**What is asked**
Pull out every line of the material below that contains the word "jacket", copying each one in full.

------------------------------------------------

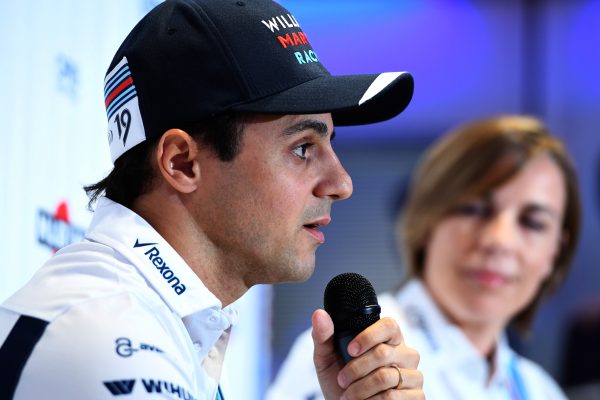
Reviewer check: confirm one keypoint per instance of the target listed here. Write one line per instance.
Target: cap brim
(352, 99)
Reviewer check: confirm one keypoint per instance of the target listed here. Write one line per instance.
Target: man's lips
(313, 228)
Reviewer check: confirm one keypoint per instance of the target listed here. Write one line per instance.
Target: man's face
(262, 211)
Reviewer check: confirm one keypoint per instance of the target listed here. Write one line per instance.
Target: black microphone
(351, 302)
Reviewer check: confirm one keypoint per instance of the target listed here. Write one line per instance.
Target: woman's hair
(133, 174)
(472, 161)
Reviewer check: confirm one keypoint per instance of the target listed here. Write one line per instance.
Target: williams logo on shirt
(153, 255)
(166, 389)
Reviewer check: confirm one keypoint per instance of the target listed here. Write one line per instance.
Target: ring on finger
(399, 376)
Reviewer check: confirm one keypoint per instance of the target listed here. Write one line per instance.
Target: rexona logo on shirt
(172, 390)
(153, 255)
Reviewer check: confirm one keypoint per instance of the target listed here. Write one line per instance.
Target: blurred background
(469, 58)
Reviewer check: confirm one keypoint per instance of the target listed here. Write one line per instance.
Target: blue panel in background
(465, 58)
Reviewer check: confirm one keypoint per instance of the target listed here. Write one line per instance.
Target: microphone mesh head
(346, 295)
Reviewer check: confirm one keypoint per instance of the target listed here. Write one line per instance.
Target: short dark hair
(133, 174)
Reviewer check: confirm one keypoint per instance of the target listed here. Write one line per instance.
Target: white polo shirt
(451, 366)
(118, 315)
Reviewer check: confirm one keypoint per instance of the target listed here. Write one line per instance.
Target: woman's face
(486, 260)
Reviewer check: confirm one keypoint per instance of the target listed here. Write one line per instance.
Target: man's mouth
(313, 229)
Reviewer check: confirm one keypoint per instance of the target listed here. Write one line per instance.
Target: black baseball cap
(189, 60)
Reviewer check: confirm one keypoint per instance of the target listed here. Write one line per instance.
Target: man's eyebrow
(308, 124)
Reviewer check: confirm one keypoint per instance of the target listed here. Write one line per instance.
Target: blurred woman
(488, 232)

------------------------------------------------

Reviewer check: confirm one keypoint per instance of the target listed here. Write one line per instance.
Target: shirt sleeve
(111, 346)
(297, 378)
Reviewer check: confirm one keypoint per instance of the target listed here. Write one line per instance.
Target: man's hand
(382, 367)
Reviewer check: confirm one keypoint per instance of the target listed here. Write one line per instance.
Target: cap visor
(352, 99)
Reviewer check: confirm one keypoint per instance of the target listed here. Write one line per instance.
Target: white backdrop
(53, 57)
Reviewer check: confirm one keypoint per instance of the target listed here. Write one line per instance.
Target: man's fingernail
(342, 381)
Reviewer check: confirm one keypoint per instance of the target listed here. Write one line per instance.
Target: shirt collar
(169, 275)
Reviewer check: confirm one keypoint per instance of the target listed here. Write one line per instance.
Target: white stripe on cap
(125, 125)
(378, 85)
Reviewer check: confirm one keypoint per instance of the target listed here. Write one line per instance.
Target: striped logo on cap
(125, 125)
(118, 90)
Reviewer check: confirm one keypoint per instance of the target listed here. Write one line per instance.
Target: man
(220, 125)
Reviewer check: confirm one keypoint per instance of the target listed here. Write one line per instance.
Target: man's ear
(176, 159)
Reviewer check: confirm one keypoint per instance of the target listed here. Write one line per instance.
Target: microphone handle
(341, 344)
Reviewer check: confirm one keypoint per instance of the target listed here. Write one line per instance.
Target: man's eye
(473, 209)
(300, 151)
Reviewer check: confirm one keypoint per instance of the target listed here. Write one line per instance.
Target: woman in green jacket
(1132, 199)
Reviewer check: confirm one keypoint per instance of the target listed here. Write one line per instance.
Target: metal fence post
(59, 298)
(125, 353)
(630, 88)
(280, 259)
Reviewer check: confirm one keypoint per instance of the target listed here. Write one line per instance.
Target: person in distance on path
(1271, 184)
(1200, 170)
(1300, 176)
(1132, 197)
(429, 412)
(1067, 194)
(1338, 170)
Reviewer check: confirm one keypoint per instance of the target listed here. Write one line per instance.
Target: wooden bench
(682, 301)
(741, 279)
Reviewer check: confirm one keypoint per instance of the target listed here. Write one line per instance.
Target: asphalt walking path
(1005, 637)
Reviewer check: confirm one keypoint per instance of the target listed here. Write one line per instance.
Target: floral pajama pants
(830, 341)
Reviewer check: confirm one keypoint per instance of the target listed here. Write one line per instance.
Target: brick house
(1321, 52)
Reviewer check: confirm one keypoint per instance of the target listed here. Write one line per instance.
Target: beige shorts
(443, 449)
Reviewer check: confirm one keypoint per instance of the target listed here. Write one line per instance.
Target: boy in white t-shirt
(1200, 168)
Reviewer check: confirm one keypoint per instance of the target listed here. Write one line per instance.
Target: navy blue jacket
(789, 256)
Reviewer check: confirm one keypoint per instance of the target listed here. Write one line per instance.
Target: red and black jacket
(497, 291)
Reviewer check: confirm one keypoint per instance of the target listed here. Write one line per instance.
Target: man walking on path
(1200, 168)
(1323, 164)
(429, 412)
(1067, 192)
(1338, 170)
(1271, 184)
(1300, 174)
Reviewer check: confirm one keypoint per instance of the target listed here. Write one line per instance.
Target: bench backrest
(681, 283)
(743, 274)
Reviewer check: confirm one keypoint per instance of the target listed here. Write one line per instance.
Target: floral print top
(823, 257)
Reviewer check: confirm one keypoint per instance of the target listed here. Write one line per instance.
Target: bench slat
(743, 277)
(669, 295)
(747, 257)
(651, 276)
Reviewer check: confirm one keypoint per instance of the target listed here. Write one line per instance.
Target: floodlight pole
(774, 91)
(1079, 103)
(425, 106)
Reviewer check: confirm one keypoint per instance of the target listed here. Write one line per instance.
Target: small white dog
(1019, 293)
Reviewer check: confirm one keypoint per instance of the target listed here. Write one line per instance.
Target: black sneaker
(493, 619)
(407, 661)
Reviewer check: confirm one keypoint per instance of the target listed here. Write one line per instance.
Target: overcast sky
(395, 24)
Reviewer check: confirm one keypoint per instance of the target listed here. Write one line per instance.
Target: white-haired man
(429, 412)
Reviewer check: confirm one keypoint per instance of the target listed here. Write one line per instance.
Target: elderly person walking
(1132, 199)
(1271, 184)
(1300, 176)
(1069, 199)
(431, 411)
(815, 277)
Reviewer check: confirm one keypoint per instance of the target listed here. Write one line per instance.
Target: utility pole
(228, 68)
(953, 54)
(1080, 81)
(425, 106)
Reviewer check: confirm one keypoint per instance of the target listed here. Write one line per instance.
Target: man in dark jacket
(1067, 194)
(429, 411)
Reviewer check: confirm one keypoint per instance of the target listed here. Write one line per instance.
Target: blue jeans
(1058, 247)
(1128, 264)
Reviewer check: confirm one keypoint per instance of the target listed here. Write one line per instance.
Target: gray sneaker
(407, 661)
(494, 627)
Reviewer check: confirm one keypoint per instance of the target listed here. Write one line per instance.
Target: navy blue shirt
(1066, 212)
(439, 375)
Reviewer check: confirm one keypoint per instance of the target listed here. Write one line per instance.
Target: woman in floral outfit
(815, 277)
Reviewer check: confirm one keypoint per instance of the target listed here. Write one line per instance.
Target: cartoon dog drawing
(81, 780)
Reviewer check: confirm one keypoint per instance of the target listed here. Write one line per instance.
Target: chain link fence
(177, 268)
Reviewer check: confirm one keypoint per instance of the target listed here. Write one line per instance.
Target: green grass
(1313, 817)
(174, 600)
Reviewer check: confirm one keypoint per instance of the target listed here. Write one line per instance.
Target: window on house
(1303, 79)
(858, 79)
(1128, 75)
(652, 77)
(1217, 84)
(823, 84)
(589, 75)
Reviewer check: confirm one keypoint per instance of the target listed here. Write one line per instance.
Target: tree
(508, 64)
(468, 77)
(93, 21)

------------------------------------------------

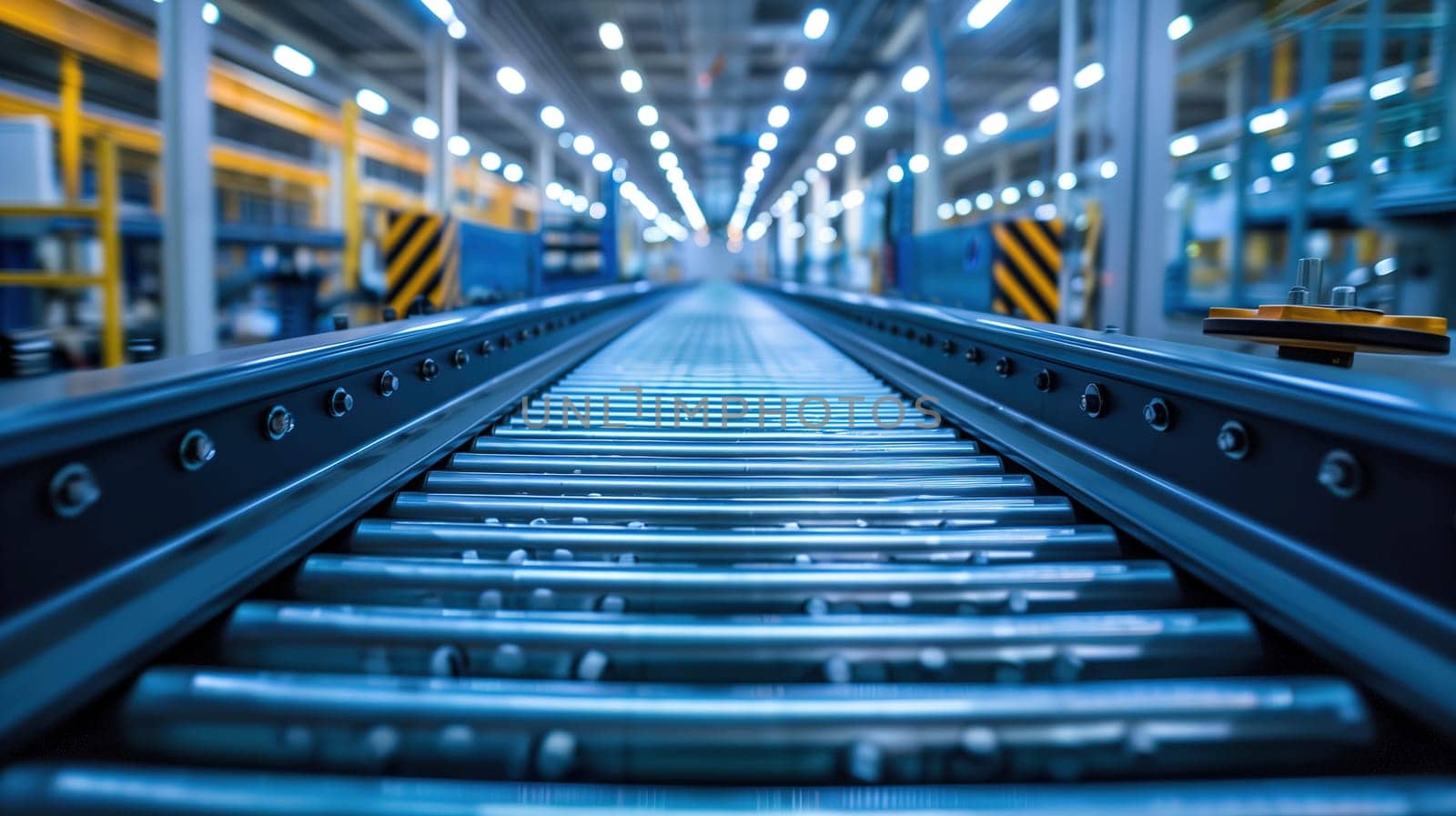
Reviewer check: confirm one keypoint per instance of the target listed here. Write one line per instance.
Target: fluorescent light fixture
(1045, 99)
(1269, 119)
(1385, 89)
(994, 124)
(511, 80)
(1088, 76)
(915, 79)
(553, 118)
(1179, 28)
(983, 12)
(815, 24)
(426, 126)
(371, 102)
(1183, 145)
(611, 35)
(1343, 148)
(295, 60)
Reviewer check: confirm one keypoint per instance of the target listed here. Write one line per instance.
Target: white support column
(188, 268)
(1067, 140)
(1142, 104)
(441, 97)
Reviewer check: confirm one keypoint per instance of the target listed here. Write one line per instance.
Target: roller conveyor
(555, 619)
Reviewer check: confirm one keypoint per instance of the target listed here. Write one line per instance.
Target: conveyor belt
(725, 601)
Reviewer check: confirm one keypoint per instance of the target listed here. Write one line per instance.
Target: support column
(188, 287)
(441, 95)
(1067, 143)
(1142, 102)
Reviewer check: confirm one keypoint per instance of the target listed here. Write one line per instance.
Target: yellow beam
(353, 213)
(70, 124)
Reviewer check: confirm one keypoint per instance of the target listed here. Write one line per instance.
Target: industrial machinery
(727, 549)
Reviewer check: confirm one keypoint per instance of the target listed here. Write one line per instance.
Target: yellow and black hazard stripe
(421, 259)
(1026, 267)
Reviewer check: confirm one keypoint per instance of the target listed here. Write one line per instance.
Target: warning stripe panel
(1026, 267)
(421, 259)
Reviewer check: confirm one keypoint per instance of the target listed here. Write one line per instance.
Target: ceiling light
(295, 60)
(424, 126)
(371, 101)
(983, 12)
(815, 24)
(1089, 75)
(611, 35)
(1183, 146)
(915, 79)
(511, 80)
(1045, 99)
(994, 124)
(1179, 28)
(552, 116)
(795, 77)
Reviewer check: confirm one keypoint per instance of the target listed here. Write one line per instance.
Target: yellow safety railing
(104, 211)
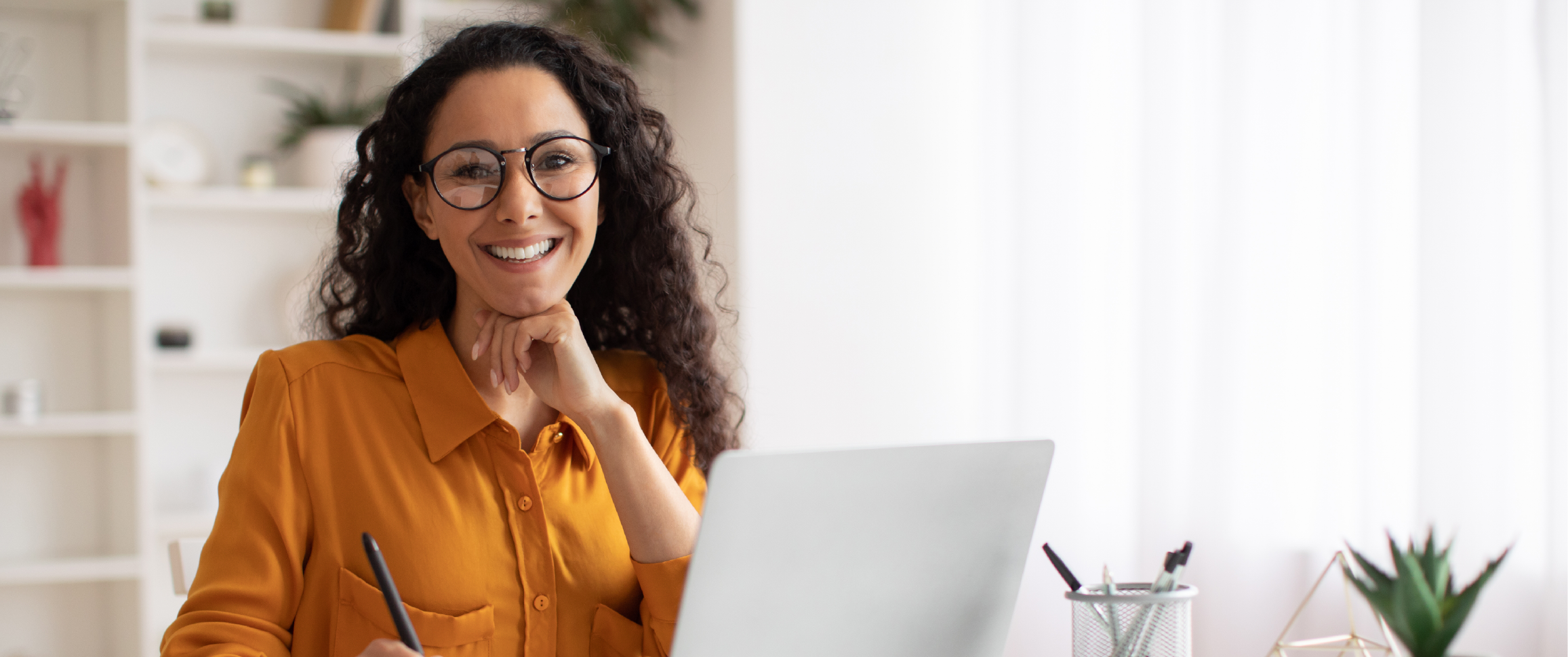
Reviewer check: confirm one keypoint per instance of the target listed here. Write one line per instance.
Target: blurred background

------------------------------------------------

**Response to this exercise**
Target: woman in green jacket
Target: navy blue jacket
Target: red and black jacket
Target: man in dark jacket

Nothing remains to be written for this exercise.